§ **EXERCISE BRIEF**: In the listing below, how many lines contain the string "stucco"? Case counts. Reply with the number only.

>> begin STORED ROWS

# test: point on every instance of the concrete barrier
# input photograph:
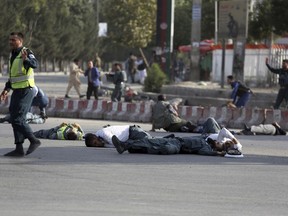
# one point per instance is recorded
(142, 112)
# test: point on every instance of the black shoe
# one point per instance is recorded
(247, 132)
(15, 153)
(120, 147)
(247, 128)
(184, 129)
(33, 146)
(43, 115)
(234, 152)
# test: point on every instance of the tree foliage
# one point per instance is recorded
(54, 29)
(131, 23)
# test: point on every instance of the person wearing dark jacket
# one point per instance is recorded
(118, 80)
(93, 75)
(170, 145)
(282, 80)
(21, 81)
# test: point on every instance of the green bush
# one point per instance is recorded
(155, 79)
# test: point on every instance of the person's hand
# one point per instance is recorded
(3, 95)
(24, 54)
(222, 153)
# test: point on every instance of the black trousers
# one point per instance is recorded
(282, 94)
(92, 89)
(21, 100)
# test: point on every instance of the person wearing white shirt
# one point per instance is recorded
(103, 137)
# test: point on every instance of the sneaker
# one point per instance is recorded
(120, 147)
(33, 146)
(234, 152)
(247, 128)
(184, 129)
(247, 132)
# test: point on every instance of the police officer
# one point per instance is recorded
(21, 81)
(282, 80)
(240, 94)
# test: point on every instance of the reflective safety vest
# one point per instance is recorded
(19, 76)
(61, 132)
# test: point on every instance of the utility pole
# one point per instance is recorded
(195, 40)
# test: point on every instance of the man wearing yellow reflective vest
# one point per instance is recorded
(21, 81)
(64, 131)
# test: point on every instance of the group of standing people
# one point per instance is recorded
(136, 68)
(93, 75)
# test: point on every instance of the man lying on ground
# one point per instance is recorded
(263, 129)
(103, 137)
(182, 145)
(65, 131)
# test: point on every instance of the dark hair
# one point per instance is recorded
(230, 77)
(18, 34)
(161, 97)
(90, 140)
(71, 135)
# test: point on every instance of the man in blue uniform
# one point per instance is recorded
(21, 81)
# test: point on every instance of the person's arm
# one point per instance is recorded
(29, 60)
(208, 152)
(234, 92)
(79, 128)
(273, 70)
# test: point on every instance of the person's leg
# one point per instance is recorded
(89, 91)
(280, 96)
(95, 90)
(149, 146)
(44, 134)
(77, 87)
(20, 104)
(136, 132)
(267, 129)
(70, 84)
(211, 126)
(114, 94)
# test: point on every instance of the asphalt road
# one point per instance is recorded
(67, 178)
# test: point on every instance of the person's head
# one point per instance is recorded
(285, 64)
(161, 98)
(230, 79)
(16, 40)
(90, 64)
(91, 140)
(117, 66)
(76, 61)
(71, 135)
(220, 146)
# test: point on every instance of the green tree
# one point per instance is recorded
(130, 23)
(260, 22)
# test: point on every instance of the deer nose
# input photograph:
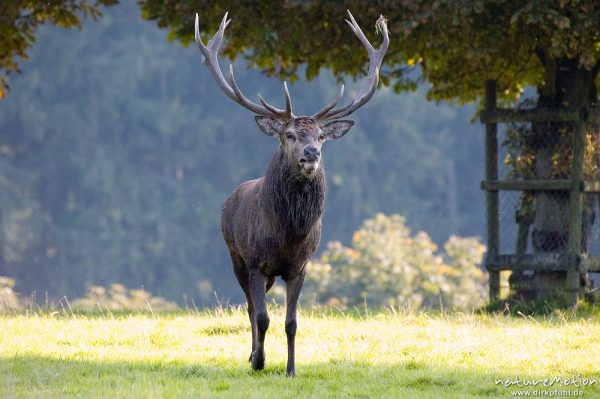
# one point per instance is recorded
(312, 154)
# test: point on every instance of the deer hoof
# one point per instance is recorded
(257, 361)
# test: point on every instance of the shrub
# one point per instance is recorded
(386, 265)
(9, 301)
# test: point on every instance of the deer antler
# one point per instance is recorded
(370, 84)
(231, 89)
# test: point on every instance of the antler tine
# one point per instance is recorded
(231, 89)
(288, 101)
(330, 106)
(370, 83)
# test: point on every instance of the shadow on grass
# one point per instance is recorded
(26, 376)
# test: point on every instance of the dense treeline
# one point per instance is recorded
(117, 150)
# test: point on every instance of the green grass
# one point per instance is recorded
(204, 355)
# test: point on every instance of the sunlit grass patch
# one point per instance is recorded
(361, 354)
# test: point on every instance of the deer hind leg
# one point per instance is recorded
(258, 284)
(241, 273)
(294, 286)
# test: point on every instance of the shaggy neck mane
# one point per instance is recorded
(297, 202)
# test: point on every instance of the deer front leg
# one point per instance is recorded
(294, 286)
(261, 321)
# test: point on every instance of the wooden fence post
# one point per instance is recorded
(491, 174)
(576, 212)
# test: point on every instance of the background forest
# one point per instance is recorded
(117, 151)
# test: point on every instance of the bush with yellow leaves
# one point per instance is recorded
(386, 265)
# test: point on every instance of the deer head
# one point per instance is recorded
(301, 137)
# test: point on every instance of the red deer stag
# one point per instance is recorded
(272, 225)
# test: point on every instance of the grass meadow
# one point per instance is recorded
(384, 354)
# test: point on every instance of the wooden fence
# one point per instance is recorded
(573, 260)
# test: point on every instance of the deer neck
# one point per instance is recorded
(296, 202)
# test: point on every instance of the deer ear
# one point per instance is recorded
(268, 125)
(335, 130)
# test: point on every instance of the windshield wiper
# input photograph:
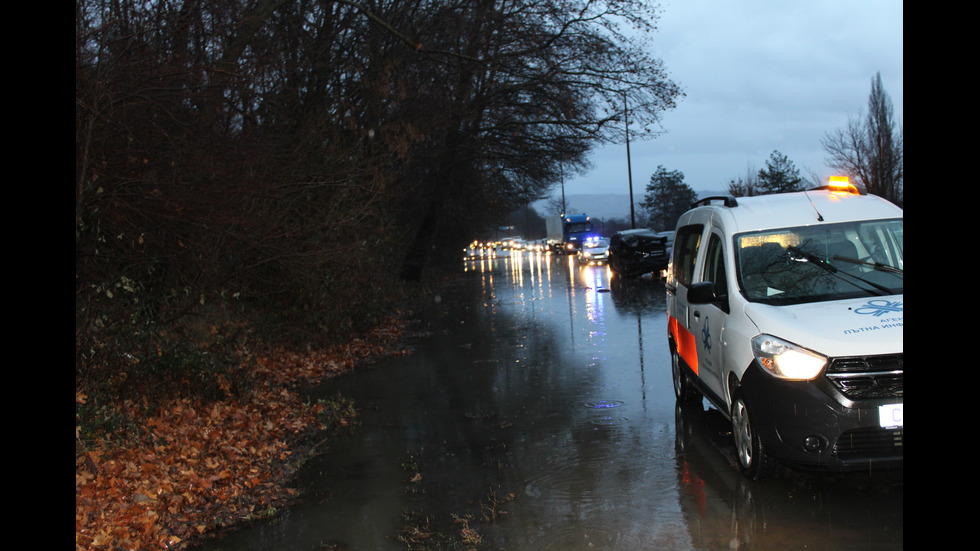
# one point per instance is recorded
(876, 265)
(809, 257)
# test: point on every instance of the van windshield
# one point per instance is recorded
(825, 262)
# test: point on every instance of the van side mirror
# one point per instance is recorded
(704, 293)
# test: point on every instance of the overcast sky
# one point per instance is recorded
(759, 75)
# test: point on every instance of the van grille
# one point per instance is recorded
(868, 377)
(865, 443)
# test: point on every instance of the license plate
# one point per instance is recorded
(890, 415)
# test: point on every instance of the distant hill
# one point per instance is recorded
(603, 206)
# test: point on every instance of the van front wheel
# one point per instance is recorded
(752, 459)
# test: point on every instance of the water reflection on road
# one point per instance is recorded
(538, 414)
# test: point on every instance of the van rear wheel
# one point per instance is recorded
(684, 390)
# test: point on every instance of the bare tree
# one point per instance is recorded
(870, 148)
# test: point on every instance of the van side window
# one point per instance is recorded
(714, 265)
(686, 244)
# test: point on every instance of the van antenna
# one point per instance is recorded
(819, 216)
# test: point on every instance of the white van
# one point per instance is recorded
(785, 311)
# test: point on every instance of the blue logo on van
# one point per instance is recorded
(879, 307)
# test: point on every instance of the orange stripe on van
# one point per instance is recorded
(687, 345)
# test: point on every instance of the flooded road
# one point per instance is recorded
(538, 414)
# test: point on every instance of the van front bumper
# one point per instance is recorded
(811, 424)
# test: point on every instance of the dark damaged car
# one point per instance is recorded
(633, 253)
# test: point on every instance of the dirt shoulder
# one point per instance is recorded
(166, 479)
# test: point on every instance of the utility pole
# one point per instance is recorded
(629, 168)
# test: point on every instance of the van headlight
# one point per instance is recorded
(785, 359)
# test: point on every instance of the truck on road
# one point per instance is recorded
(567, 232)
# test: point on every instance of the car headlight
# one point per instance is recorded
(785, 359)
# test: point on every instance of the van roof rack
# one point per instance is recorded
(727, 200)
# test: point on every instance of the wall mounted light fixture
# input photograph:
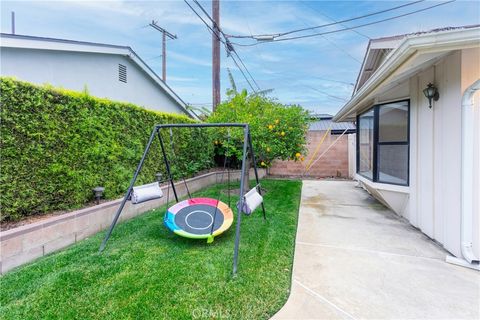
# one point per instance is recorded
(431, 92)
(98, 191)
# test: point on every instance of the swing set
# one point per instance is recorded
(196, 218)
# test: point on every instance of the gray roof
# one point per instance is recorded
(336, 127)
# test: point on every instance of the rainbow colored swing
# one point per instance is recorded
(196, 218)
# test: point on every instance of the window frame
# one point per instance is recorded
(377, 143)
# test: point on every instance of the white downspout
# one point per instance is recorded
(466, 219)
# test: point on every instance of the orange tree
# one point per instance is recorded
(278, 131)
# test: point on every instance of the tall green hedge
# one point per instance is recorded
(57, 145)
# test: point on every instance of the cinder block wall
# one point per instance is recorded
(334, 163)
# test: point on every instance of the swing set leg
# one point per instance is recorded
(132, 183)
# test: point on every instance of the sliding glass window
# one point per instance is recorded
(383, 143)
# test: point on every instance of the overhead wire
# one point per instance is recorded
(330, 24)
(331, 19)
(350, 28)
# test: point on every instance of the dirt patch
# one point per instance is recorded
(7, 225)
(236, 191)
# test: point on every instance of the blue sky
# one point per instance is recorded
(317, 73)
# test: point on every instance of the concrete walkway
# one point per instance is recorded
(355, 259)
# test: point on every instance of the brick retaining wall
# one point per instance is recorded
(29, 242)
(333, 164)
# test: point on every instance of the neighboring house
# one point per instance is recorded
(104, 70)
(330, 151)
(423, 162)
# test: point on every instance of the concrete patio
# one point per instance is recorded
(356, 259)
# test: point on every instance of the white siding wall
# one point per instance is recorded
(470, 73)
(435, 170)
(434, 194)
(97, 72)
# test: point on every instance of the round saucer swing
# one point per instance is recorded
(199, 218)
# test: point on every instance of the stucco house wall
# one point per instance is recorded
(96, 72)
(81, 65)
(432, 200)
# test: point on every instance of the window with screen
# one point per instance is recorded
(383, 143)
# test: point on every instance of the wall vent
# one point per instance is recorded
(122, 73)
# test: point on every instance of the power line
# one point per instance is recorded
(233, 58)
(206, 24)
(333, 43)
(331, 19)
(350, 28)
(243, 64)
(330, 24)
(226, 43)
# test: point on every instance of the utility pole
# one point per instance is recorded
(216, 53)
(13, 22)
(165, 34)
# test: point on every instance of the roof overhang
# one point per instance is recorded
(414, 54)
(41, 43)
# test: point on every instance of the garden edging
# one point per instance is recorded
(29, 242)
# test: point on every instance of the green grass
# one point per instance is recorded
(146, 272)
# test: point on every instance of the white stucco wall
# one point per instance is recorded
(77, 70)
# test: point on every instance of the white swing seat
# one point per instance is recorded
(146, 192)
(252, 199)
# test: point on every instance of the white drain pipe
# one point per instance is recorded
(466, 219)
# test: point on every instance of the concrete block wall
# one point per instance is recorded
(334, 163)
(29, 242)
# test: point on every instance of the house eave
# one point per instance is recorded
(410, 47)
(41, 43)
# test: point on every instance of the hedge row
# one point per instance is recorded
(57, 145)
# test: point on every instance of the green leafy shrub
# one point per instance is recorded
(278, 131)
(57, 145)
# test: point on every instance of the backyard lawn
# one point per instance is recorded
(148, 272)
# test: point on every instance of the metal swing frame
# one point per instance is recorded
(247, 146)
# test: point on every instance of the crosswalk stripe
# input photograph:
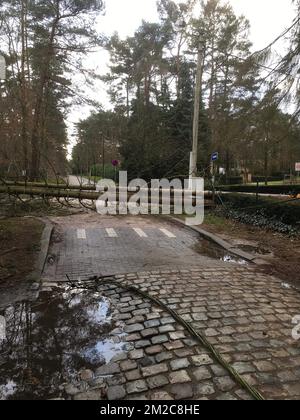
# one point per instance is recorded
(81, 233)
(167, 233)
(111, 233)
(140, 233)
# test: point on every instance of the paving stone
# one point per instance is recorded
(137, 354)
(182, 391)
(179, 364)
(133, 375)
(133, 337)
(111, 380)
(134, 328)
(109, 369)
(89, 396)
(154, 370)
(179, 377)
(161, 396)
(149, 332)
(242, 367)
(175, 345)
(166, 328)
(152, 323)
(202, 359)
(142, 344)
(128, 365)
(116, 393)
(70, 389)
(167, 320)
(177, 335)
(204, 389)
(136, 387)
(160, 339)
(162, 357)
(154, 350)
(86, 375)
(265, 366)
(225, 383)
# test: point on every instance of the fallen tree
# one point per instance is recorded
(76, 194)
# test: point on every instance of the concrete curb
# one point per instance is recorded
(223, 244)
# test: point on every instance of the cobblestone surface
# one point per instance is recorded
(244, 313)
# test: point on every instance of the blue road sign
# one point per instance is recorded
(215, 156)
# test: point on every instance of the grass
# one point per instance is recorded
(19, 245)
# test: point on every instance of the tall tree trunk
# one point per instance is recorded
(24, 85)
(38, 111)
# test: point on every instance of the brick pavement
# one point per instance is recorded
(246, 314)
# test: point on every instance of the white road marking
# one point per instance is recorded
(140, 232)
(81, 234)
(111, 233)
(167, 233)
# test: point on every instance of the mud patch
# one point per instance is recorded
(50, 342)
(209, 249)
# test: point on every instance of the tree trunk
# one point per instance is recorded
(38, 111)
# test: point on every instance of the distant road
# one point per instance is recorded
(76, 181)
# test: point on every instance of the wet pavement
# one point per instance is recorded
(51, 341)
(90, 245)
(102, 342)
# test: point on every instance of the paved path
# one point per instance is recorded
(244, 313)
(92, 245)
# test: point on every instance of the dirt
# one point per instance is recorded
(19, 248)
(280, 251)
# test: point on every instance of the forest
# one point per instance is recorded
(249, 99)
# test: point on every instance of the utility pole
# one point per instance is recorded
(197, 103)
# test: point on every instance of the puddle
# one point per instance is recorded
(254, 249)
(50, 341)
(209, 249)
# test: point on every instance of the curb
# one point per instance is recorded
(223, 244)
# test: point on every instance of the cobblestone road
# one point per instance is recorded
(244, 313)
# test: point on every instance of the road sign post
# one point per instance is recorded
(297, 168)
(2, 68)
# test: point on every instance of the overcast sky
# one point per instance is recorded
(268, 19)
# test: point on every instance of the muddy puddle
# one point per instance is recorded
(209, 249)
(49, 342)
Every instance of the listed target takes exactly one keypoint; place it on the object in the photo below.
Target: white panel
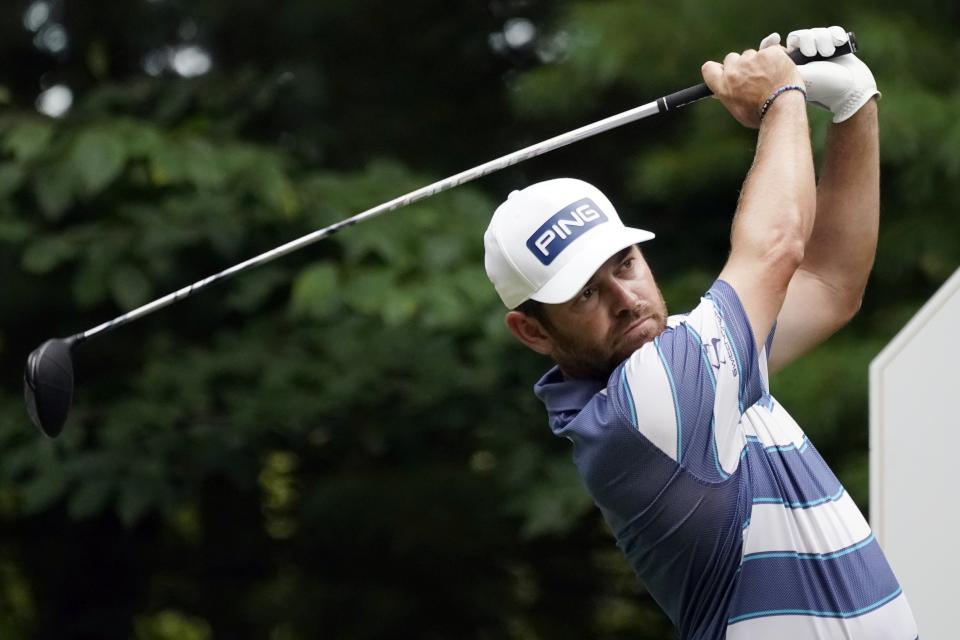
(892, 622)
(914, 445)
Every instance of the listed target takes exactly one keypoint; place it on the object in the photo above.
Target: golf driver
(48, 377)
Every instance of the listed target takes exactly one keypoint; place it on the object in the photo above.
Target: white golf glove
(841, 85)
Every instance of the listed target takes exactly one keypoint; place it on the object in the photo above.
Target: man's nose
(624, 299)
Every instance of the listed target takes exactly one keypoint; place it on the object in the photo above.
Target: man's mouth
(636, 325)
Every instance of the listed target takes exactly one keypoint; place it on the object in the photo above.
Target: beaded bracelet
(776, 94)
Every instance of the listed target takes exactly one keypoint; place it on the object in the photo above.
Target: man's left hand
(841, 85)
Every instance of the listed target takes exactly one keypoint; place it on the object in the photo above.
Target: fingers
(712, 72)
(824, 40)
(802, 40)
(770, 41)
(821, 40)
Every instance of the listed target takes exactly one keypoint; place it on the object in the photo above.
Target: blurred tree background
(344, 443)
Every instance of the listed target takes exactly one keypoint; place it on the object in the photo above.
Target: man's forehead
(615, 259)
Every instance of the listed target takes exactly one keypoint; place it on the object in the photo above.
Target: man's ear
(529, 331)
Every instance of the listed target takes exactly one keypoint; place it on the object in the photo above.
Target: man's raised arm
(775, 214)
(826, 290)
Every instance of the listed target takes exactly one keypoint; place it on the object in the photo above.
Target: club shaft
(479, 171)
(666, 103)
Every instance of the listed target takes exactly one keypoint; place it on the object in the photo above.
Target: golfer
(720, 503)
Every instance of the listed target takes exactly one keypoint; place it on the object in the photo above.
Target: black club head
(48, 385)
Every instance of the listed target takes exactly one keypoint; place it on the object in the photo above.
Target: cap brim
(568, 282)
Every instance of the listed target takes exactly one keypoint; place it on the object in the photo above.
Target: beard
(597, 359)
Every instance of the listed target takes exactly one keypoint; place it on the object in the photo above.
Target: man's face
(614, 314)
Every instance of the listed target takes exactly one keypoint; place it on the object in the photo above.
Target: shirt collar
(560, 394)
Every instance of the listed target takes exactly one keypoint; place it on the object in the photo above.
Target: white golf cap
(545, 242)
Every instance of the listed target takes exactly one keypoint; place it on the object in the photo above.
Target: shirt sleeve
(686, 390)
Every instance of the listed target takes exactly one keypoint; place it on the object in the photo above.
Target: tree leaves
(98, 156)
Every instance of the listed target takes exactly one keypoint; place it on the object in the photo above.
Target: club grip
(698, 92)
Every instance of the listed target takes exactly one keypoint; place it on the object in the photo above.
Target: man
(720, 503)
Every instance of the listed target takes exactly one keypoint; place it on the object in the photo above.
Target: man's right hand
(744, 81)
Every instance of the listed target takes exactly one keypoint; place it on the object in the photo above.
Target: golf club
(48, 376)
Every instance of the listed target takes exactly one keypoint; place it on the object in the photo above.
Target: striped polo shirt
(721, 504)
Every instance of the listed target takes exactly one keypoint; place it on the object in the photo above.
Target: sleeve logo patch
(727, 347)
(565, 226)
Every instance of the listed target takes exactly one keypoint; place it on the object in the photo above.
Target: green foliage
(344, 442)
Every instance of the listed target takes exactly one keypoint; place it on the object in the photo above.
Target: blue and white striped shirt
(722, 506)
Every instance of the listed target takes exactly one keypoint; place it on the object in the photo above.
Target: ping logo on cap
(563, 228)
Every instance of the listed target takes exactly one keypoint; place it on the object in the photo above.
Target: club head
(48, 385)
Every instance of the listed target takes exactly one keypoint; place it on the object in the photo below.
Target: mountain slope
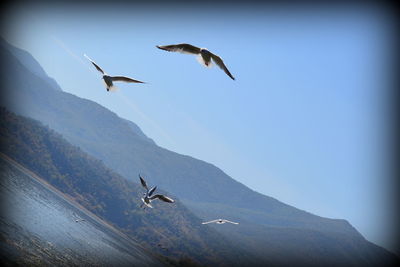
(205, 189)
(169, 229)
(59, 240)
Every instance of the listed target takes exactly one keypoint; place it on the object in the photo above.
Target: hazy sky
(304, 122)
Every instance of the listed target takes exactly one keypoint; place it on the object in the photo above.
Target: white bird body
(148, 197)
(219, 221)
(204, 55)
(108, 80)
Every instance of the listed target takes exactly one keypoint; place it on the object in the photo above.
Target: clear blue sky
(305, 121)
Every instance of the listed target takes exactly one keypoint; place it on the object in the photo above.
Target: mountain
(40, 228)
(30, 63)
(169, 229)
(270, 231)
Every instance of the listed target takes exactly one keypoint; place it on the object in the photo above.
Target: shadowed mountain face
(169, 229)
(38, 228)
(268, 228)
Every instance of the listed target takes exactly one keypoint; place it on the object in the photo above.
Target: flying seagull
(219, 221)
(147, 197)
(204, 55)
(110, 79)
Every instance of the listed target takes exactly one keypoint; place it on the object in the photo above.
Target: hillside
(41, 228)
(269, 229)
(169, 229)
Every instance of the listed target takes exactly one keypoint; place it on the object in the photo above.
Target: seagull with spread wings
(205, 56)
(219, 221)
(110, 79)
(148, 196)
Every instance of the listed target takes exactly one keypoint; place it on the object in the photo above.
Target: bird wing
(209, 222)
(163, 198)
(221, 64)
(143, 182)
(151, 191)
(125, 79)
(182, 48)
(97, 66)
(231, 222)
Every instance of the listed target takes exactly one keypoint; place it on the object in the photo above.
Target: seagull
(110, 79)
(204, 56)
(147, 197)
(219, 221)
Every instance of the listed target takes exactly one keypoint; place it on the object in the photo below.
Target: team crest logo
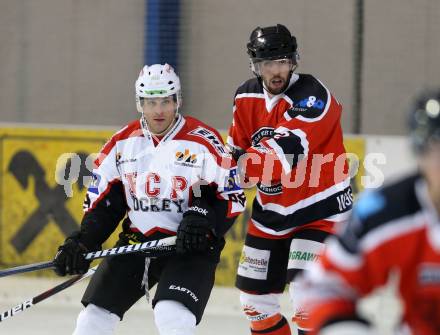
(186, 157)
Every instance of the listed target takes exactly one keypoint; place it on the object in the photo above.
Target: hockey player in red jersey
(287, 136)
(167, 175)
(395, 229)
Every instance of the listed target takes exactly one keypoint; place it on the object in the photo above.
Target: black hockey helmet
(273, 42)
(424, 120)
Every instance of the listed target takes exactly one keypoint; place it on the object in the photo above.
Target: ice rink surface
(57, 314)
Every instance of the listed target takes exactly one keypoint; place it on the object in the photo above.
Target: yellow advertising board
(43, 179)
(36, 214)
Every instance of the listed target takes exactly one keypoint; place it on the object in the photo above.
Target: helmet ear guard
(271, 43)
(157, 81)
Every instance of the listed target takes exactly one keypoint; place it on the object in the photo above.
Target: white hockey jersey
(158, 180)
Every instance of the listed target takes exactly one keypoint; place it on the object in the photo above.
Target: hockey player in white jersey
(164, 175)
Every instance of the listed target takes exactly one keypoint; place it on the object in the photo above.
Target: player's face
(275, 74)
(430, 167)
(159, 113)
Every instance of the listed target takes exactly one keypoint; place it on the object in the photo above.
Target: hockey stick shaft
(43, 296)
(151, 248)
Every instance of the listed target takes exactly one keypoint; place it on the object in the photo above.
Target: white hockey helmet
(157, 81)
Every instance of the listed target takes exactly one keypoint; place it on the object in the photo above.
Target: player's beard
(275, 85)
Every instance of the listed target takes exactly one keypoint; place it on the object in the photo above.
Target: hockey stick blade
(25, 305)
(153, 248)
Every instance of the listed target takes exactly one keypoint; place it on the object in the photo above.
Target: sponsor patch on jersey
(94, 185)
(303, 252)
(186, 158)
(429, 274)
(270, 190)
(184, 290)
(253, 263)
(212, 138)
(260, 134)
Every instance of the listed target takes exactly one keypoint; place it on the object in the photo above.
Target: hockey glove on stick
(70, 257)
(196, 230)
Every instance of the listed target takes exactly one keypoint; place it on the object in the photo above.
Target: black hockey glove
(196, 230)
(237, 153)
(69, 258)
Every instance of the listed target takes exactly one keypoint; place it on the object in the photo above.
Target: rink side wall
(45, 172)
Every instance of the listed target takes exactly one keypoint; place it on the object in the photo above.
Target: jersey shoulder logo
(212, 139)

>> end STORED ROWS

§ **EXPECTED OUTPUT**: 2